GIVEN TEXT Block Start

Extract Text as a Word List

Word list extraction returns each word with its position on the page, making it suitable for indexing, search, and layout-aware text processing.

Extract text as a word list

Extract Text in Rectangle

JPedal can extract unstructured text from a specific rectangular area on a PDF page, useful for targeting content in known locations such as headers, footers or fixed-position fields.

Extract Unstructured text with a rectangle from PDF files

Search for Text in a PDF

JPedal can locate text matches within a PDF and return their page coordinates, enabling highlight, redaction, and navigation workflows.

Search for text in a PDF

Extract Structured and Marked Content

For PDF files with tagged content, JPedal can extract the document’s logical structure, including headings, paragraphs, tables and reading order, as well as the raw marked content tree.

Extract structured content from a PDF

Extract Images from a PDF

JPedal extracts images from a PDF in a format of your choice, including JPEG, JPEG2000, PNG and other raster formats.

Extract images from a PDF

Extract Metadata

JPedal provides access to document metadata including page count, dimensions, author, creation date, and all standard XMP and DocInfo fields such as title, subject, keywords and producer.

Extract PDF metadata

Extract text from the command line or another language

java -jar jpedal.jar --extractText "inputFile.pdf" "outputDir"

GIVEN TEXT Block End
STORED DATA Block Start

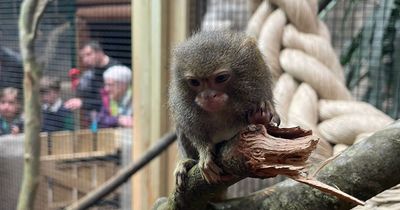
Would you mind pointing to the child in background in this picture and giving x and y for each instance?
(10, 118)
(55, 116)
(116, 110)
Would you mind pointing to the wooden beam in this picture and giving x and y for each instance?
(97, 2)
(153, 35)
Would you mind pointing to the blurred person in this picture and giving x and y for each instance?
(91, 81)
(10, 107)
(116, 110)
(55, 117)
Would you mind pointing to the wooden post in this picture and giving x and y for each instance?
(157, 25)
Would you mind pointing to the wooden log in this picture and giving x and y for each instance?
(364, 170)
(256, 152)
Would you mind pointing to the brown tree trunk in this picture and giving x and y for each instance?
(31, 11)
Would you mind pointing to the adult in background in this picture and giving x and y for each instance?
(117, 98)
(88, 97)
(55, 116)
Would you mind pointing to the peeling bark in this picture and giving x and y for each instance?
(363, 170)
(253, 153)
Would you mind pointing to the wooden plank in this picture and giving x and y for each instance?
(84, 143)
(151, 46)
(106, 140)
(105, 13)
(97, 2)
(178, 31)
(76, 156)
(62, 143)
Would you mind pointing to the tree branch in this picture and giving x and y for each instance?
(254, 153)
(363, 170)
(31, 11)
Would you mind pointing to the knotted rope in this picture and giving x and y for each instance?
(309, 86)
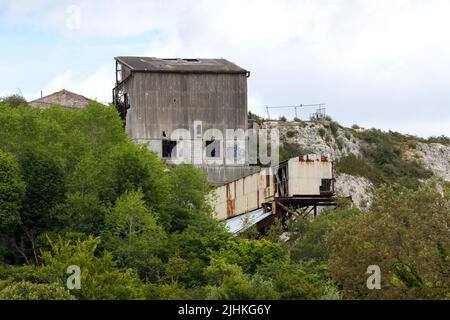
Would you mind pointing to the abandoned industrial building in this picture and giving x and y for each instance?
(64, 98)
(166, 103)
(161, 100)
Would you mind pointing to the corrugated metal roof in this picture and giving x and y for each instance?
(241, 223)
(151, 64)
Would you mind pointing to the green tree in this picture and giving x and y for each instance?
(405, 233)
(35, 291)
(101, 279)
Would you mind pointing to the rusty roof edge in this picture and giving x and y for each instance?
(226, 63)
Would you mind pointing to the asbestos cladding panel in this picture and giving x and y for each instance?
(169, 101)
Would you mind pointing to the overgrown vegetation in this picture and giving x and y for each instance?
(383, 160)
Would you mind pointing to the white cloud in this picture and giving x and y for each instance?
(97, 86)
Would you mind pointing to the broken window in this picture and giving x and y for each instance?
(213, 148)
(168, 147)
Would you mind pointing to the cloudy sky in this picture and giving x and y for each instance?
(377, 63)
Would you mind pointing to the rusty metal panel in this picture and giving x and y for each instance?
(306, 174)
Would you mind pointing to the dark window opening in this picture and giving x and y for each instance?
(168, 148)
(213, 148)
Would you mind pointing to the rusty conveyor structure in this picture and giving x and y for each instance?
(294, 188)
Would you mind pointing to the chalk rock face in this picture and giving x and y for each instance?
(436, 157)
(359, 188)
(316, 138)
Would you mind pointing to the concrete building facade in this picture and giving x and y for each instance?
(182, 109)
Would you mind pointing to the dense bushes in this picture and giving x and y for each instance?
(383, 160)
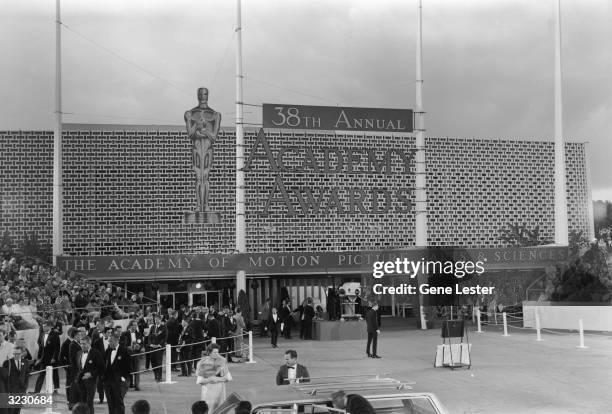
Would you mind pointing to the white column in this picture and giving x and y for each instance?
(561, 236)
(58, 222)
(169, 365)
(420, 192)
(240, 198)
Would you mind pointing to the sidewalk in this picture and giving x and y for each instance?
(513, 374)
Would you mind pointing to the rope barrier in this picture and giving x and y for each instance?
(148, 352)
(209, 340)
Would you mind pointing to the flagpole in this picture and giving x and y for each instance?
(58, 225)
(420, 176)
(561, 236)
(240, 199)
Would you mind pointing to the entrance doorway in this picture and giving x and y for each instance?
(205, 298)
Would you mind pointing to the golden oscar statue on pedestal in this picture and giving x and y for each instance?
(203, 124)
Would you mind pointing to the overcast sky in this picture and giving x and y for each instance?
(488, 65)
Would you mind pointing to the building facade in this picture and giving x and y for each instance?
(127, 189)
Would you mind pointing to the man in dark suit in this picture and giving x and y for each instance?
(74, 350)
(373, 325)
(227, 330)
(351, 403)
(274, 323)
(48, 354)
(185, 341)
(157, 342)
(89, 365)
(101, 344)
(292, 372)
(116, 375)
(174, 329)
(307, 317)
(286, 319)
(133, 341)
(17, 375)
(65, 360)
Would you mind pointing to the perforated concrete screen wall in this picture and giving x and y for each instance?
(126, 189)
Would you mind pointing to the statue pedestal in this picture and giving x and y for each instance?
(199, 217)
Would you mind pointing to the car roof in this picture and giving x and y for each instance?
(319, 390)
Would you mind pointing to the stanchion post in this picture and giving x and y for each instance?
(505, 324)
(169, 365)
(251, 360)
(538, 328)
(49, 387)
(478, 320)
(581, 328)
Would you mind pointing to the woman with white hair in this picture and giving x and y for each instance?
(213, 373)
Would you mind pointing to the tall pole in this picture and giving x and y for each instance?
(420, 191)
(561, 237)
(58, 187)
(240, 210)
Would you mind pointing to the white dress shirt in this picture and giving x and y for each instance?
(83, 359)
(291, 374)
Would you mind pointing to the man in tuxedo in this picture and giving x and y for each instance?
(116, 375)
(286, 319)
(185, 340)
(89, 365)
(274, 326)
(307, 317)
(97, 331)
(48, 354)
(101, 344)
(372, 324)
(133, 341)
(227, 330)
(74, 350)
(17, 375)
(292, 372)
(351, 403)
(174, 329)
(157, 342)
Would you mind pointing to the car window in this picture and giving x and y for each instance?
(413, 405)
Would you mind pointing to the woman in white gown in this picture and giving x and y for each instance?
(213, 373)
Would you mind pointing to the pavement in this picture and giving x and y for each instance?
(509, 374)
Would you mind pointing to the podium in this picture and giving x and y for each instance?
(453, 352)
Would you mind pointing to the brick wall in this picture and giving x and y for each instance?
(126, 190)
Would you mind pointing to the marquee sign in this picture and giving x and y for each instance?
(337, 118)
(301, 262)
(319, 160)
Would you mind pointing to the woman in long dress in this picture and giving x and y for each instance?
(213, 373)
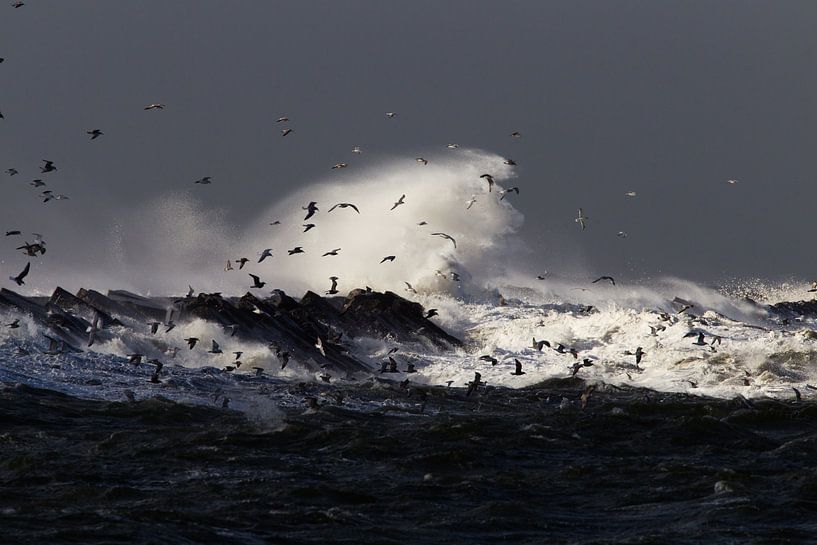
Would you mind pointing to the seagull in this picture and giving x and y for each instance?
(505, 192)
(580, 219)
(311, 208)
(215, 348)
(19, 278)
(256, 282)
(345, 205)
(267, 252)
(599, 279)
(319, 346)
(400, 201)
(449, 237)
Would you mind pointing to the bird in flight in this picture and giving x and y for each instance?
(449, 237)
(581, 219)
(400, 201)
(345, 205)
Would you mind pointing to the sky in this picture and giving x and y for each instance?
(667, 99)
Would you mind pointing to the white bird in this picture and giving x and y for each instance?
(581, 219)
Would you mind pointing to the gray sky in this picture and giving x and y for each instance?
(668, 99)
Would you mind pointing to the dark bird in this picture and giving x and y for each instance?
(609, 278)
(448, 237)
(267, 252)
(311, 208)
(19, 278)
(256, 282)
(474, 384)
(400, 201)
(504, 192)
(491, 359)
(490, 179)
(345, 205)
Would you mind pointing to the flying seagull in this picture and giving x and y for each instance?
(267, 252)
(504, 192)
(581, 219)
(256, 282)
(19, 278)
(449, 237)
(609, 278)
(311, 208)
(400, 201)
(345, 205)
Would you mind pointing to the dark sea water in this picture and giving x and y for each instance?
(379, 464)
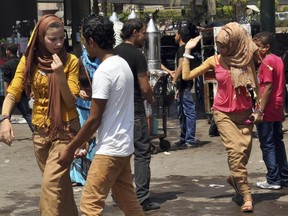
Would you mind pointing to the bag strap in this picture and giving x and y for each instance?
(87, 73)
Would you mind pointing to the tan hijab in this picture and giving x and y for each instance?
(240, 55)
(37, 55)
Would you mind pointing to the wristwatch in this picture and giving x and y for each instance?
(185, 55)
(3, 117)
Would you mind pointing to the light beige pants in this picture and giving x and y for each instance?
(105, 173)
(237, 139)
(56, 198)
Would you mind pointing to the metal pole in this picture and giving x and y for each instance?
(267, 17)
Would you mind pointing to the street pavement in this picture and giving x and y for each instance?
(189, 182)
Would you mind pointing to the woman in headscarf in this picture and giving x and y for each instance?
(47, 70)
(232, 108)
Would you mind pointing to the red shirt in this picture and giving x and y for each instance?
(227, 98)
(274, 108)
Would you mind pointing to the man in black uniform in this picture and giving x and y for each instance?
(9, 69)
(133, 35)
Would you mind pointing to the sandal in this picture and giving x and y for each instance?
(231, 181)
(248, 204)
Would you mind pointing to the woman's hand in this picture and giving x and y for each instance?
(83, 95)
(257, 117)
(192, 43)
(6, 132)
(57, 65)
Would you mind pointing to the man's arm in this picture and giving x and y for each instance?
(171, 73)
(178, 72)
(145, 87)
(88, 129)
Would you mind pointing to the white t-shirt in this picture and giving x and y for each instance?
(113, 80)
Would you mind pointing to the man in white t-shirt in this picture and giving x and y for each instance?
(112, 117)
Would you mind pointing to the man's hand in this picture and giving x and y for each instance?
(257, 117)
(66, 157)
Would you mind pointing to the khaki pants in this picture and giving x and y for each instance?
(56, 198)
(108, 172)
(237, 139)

STORED DATA Block End

Rewrite the part of the JPedal extraction page that opens with the words containing "Extract Metadata" and closes with "keywords and producer.", putting "modification date" in place of "creation date". Nothing in the items is needed here.

* [WRITTEN ANSWER]:
Extract Metadata

JPedal provides access to document metadata including page count, dimensions, author, modification date, and all standard XMP and DocInfo fields such as title, subject, keywords and producer.